— Exercise objective —
Extract the entries in their exact form.

(Dataset excerpts on object pointing)

================

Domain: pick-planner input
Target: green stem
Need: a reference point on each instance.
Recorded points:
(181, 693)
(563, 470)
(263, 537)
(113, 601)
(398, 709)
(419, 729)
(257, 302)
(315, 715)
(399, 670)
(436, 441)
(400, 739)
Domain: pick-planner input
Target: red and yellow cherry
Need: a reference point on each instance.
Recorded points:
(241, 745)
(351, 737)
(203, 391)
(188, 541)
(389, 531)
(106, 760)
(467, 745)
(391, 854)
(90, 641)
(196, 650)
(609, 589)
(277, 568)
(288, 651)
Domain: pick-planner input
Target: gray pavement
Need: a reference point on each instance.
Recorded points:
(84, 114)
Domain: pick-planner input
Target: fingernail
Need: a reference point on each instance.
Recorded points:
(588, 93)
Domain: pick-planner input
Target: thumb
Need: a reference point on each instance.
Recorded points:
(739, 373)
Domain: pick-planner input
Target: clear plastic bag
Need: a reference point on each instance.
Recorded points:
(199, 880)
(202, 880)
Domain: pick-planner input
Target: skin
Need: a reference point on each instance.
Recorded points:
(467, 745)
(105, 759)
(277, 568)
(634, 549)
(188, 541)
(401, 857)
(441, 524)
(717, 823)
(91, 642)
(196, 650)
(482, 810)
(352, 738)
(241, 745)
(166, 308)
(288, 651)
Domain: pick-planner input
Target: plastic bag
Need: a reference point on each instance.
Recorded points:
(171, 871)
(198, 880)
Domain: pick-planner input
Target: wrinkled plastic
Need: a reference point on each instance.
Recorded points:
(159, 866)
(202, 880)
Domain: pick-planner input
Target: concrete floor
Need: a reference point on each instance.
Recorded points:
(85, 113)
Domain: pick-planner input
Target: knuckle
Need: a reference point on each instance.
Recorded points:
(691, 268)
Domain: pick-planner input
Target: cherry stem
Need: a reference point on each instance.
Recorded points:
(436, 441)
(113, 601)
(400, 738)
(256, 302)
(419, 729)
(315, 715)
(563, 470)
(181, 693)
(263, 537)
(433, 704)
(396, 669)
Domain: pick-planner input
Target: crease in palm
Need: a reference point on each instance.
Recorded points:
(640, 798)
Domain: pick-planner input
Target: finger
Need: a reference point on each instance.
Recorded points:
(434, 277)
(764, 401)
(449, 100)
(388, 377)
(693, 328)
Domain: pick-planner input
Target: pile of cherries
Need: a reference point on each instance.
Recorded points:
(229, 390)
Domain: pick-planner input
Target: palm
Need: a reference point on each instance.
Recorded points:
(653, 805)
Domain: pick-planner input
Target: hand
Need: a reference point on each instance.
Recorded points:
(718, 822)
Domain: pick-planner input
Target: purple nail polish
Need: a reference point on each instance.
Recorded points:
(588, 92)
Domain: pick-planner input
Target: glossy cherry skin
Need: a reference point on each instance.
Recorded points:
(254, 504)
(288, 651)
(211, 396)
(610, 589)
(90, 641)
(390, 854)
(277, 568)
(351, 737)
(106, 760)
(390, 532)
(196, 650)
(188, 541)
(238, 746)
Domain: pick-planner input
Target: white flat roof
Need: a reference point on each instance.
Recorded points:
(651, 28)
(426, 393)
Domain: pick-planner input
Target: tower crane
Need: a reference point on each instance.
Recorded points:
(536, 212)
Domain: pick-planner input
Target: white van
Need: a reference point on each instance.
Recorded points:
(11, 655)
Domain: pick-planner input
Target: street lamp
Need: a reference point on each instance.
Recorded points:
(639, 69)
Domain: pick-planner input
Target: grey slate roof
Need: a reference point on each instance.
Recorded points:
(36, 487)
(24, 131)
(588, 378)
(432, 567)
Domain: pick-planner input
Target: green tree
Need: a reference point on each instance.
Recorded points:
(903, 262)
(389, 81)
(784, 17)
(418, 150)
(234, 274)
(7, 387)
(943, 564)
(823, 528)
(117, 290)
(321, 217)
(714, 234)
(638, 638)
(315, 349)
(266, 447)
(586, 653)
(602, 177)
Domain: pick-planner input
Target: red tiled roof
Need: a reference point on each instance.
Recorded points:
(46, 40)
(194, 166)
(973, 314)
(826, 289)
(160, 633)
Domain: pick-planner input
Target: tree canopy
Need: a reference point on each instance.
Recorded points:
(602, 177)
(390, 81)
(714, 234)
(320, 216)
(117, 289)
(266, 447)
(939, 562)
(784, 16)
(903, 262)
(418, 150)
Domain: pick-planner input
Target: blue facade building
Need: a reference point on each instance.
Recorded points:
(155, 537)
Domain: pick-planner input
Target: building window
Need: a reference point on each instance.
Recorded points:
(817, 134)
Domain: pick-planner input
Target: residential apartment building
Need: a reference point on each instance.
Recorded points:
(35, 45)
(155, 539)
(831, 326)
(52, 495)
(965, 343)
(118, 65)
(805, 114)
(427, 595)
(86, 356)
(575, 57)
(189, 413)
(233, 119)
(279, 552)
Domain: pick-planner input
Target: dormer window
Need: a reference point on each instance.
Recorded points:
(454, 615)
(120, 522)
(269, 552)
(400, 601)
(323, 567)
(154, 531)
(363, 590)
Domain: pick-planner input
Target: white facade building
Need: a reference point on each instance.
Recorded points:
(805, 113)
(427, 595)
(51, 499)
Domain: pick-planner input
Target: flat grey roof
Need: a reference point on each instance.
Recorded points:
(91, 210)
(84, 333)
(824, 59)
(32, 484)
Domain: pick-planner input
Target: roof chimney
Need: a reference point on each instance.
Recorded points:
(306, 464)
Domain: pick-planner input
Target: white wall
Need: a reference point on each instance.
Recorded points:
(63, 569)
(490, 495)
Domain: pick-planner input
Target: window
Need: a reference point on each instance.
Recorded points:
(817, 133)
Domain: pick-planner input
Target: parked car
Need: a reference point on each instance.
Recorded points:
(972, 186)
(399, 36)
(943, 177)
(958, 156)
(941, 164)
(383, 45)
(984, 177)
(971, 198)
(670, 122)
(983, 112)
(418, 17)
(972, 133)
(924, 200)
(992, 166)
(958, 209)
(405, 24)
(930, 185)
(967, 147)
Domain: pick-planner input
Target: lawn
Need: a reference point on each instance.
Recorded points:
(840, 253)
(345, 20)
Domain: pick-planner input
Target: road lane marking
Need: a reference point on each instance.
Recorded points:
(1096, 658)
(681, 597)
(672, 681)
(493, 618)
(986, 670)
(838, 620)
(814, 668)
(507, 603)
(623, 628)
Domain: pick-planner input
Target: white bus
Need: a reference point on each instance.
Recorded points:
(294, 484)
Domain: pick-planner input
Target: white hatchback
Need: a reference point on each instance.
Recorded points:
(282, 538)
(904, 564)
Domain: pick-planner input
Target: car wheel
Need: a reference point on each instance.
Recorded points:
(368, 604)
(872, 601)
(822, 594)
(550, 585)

================

— Task answer —
Domain: pick-planner input
Target: green stem
Need: a reference point on each instance.
Recorded points:
(181, 693)
(563, 470)
(263, 537)
(113, 601)
(398, 709)
(419, 729)
(257, 302)
(315, 715)
(399, 670)
(436, 441)
(400, 739)
Domain: pick-planner input
Target: red and yellow cherry
Need: a reference point on each instance.
Recorded points:
(241, 745)
(351, 737)
(203, 391)
(188, 541)
(389, 531)
(106, 760)
(467, 745)
(391, 854)
(90, 641)
(196, 650)
(609, 589)
(277, 568)
(288, 651)
Domain: pick-planner input
Target: gray pavement
Need: a reference point on each instance.
Recorded points:
(84, 114)
Domain: pick-planner input
Target: fingernail
Need: a reference point on each instance.
Recorded points:
(588, 93)
Domain: pick-planner input
Target: thumb
Need: a reference point on each instance.
Recorded points:
(739, 373)
Domain: pick-planner input
Target: clear plastic bag
Need: a reference point on each instance.
Recorded points:
(199, 880)
(202, 880)
Domain: pick-planner input
Target: skin
Need: a reference point on each instance.
Recorded points:
(467, 745)
(105, 759)
(277, 568)
(634, 549)
(188, 541)
(401, 857)
(441, 524)
(717, 823)
(91, 642)
(196, 650)
(482, 810)
(352, 738)
(241, 745)
(166, 308)
(288, 651)
Domain: pick-planner input
Target: plastic bag
Need: a reference point on each instance.
Recorded points:
(171, 871)
(198, 880)
Domain: pick-planner input
Target: wrinkled plastic
Need: a reference point on each instance.
Recorded points:
(159, 866)
(202, 880)
Domain: pick-planner input
Target: concrete floor
Need: a reference point on each instance.
Recorded points:
(85, 113)
Domain: pick-planner input
Target: knuckle
Need: a reference point on each instance.
Recorded points:
(691, 268)
Domain: pick-planner input
Target: cherry stem
Need: a reference point on each instance.
Recorded points:
(436, 441)
(113, 601)
(400, 738)
(256, 302)
(419, 729)
(315, 715)
(563, 470)
(181, 693)
(263, 537)
(433, 704)
(396, 669)
Domain: pick-planner input
Target: crease in palm
Need: a reference point on each instance.
Recorded points:
(640, 798)
Domain: pick-planner input
Target: finger
Need: a reference point on each instance.
Recorded points:
(434, 277)
(764, 401)
(449, 100)
(388, 377)
(693, 328)
Domain: pick-planner input
Target: pile of cherries
Need: a reference point on each instance.
Recorded points:
(229, 390)
Domain: pick-planner input
Target: palm
Need: a reference point on each instance.
Recorded points:
(653, 805)
Domain: pick-planner input
Target: hand
Need: a reference point on each instance.
Recorded points:
(718, 822)
Domain: pick-planner input
Target: purple nail polish
Need: a reference point on each instance.
Recorded points:
(588, 92)
Domain: pick-planner input
Target: glossy cherry skin
Need: a reference point on each instance.
Recorded points:
(254, 504)
(288, 651)
(211, 396)
(610, 589)
(90, 641)
(390, 854)
(277, 568)
(351, 737)
(106, 760)
(390, 532)
(196, 650)
(188, 541)
(238, 746)
Domain: pick-planner input
Target: white flat roof
Need: a reference point on each instance.
Recorded points:
(651, 28)
(426, 393)
Domain: pick-planner input
Target: tower crane
Need: a reference point on each instance.
Recorded points:
(536, 212)
Domain: pick-planner input
Target: white van
Need: a reference point on each instance.
Recorded points:
(11, 655)
Domain: pick-planner input
Target: street lamp
Need: a reference point on each instance.
Recorded points:
(639, 69)
Domain: pick-planner input
Target: grey slate roof
Need: a reference point on each instance.
Recorded points:
(36, 487)
(24, 131)
(588, 378)
(432, 567)
Domain: pick-planner input
Target: green tree
Need: a reference point on each instance.
Recorded points:
(903, 262)
(389, 81)
(784, 17)
(418, 150)
(234, 274)
(7, 387)
(943, 564)
(823, 528)
(117, 290)
(321, 217)
(714, 234)
(638, 638)
(315, 349)
(266, 447)
(586, 653)
(602, 177)
Domain: pick-planner input
Target: red tiled roof
Need: a reference point on each instance.
Recorded points:
(46, 40)
(194, 166)
(973, 314)
(826, 289)
(160, 633)
Domain: pick-planner input
Target: tree canopy
Need: a reference point on each instance.
Recorded points:
(602, 177)
(390, 81)
(714, 234)
(320, 216)
(117, 289)
(266, 447)
(939, 562)
(784, 16)
(903, 262)
(418, 150)
Domain: pick-planner input
Target: blue facade building
Need: a reference point on each instance.
Recorded points:
(155, 537)
Domain: pick-planner input
Target: building window
Need: a reference point on each instance.
Recorded points:
(817, 134)
Domain: pick-planner input
Target: residential apartment building
Need: a reference point on each instance.
Recorded points:
(35, 45)
(155, 539)
(831, 326)
(52, 495)
(965, 343)
(118, 65)
(805, 114)
(427, 595)
(86, 356)
(575, 57)
(189, 413)
(233, 119)
(279, 552)
Domain: pick-planner input
Target: dormer window
Need: a reference point on each instance.
Recorded points:
(454, 615)
(120, 522)
(269, 552)
(400, 601)
(323, 567)
(154, 531)
(363, 590)
Domain: pick-planner input
Target: white facade building
Need: a reference point on each instance.
Recorded points:
(805, 113)
(427, 595)
(51, 499)
Domain: pick-planner input
Target: flat grey roof
Need: a reference point on each instance.
Recorded points:
(91, 210)
(84, 333)
(824, 59)
(32, 484)
Domain: pick-planner input
Target: roof chimney
Need: a reference point on each instance.
Recorded points:
(306, 464)
Domain: pick-planner input
Target: white wall
Need: a reference point on each instance.
Recorded points:
(63, 569)
(490, 495)
Domain: pick-planner input
Target: window
Need: a reference point on each instance.
Recorded points:
(817, 133)
Domain: pick-planner input
Target: parked car
Need: a reference point on each instance.
Recorded points:
(972, 186)
(399, 36)
(943, 177)
(958, 156)
(941, 164)
(383, 45)
(984, 177)
(971, 198)
(670, 122)
(983, 112)
(418, 17)
(972, 133)
(924, 200)
(992, 166)
(958, 209)
(405, 24)
(930, 185)
(967, 147)
Domain: pick-planner input
Target: lawn
Need: a reference point on each instance.
Recorded points:
(840, 253)
(345, 20)
Domain: pick-planner input
Target: road lane marking
Need: a reference point on each instance.
Recorded points:
(1096, 658)
(681, 597)
(672, 681)
(493, 618)
(986, 670)
(838, 620)
(814, 668)
(507, 603)
(623, 628)
Domain: pick-planner input
Target: white bus
Need: a reference point on each instance.
Recorded points:
(294, 484)
Domain: pick-planner input
Target: white hatchback
Need: a reference point on each instance.
Recorded points:
(282, 538)
(904, 564)
Domain: pick-planner input
Target: car wheel
Need: a reference point on each instance.
Recorded points:
(368, 604)
(872, 601)
(822, 594)
(550, 585)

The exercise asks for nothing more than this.